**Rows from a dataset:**
********************

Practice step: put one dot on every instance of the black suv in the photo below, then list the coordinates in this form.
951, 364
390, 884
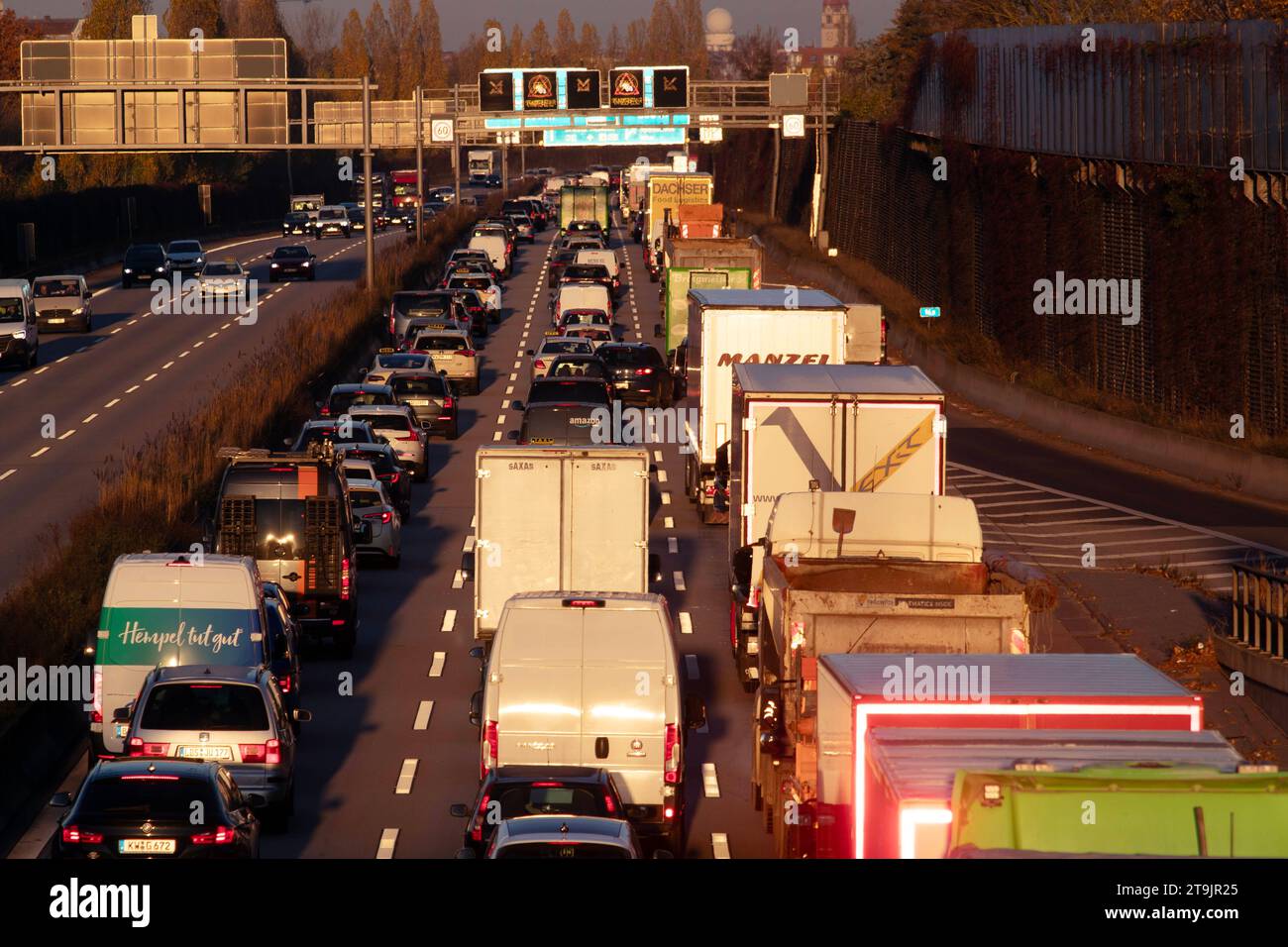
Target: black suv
145, 263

********************

**Set exercise:** Write out every line of the records above without any change, but leave out the pictures.

**Worked answer:**
Practice step: put one dot on every instance of the black suv in the photo below, then list the coordinates in this form.
951, 364
390, 884
Target: black suv
145, 263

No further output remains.